To do
Please reproduce word for word the part of the forum thread that opens with "You are correct." and closes with "leads to divorce.".

Given text
I desperately want my wife and life back. IS there any hope? Is there anything I can do?


----------



## Marc878 (Aug 26, 2015)

If all you do is argue then why bother? Sounds like not enough maturity to have an adult discussion.

You are correct. Never cry or beg. It makes you look weak and unattractive 

Hard to say. There is always hope but if she left you know separation almost always leads to divorce.

If she's messaging to a coworker and concealing there probably is something there. Red flag at least. It may be over anyway.

All you can do at this point is be there to talk and stop the Childish fights. How's that worked for you???????

In the meantime check your phone bills for messages, calls to a particular number. Check your PC too. May be nothing but at least get that possibility out of the way.


----------



## Marc878 (Aug 26, 2015)

Sorry you are here. 

Hope it works out.


----------



## synthetic (Jan 5, 2012)

Your wife is a crappy wife. Simple as that. There's literally millions of them for you to choose from. If you smarten up, you'll choose a better one next time. This one is a write off.

Texting males and hiding it from you, then calling you controlling?! LOL! Textbook cheater.

She's most likely having fun with or fantasizing about some other "coworker" as we speak. Once she finds the grass to be not much greener, she'll come back to you and reel you back in. The process will repeat a few times until:

1. You smarten up and kick the b1tch to the curb
2. She finds a better fool than you and stops bothering you

You can choose to take option #1 as of today and stop this miserable life. Every single day you waste on this woman and this marriage will become a painful source of regret.

Choose wisely. Divorce her yesterday. Tomorrow will be late.


----------



## survive_to_die (Oct 21, 2015)

Let me offer you a different perspective. It's based on my own and writing this is just as much therapy for myself as it is hopes that it might help you. First remember that no one knows all of the details and intricacies of your marriage. Yes there are patterns and signs we use in human behavior to predict likely outcomes, but the individual is capable of remarkable change.

You and your wife exhibit a lot of lack of maturity when it comes to communication and how you handle your feelings. I was always the same way and it proved to be to the detriment of my marriage. I was fine in good times, but under pressure I couldnt handle the "negative" emotions.

It sounds like you want your wife back even though she's cheated and both of you had a volatile relationship for sometime. None of those problems just happened one day. They built up over time or were there from the start. Probably a combination of both.

Entries supplied
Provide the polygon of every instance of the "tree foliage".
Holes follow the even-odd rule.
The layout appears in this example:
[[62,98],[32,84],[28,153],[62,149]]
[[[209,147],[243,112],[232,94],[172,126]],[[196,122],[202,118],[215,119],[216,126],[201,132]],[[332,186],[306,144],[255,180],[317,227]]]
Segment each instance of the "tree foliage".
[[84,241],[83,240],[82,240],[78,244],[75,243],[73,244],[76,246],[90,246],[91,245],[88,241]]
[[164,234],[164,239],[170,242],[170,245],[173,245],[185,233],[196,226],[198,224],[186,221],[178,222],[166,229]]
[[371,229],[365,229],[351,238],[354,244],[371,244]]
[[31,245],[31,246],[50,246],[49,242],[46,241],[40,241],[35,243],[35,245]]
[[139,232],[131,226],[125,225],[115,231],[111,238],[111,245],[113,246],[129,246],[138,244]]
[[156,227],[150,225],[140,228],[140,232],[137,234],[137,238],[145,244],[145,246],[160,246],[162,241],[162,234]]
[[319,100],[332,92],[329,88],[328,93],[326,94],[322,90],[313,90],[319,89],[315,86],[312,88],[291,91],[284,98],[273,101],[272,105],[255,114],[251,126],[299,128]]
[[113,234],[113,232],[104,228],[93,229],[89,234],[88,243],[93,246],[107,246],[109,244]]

Exercise output
You are correct. Never cry or beg. It makes you look weak and unattractive 

Hard to say. There is always hope but if she left you know separation almost always leads to divorce.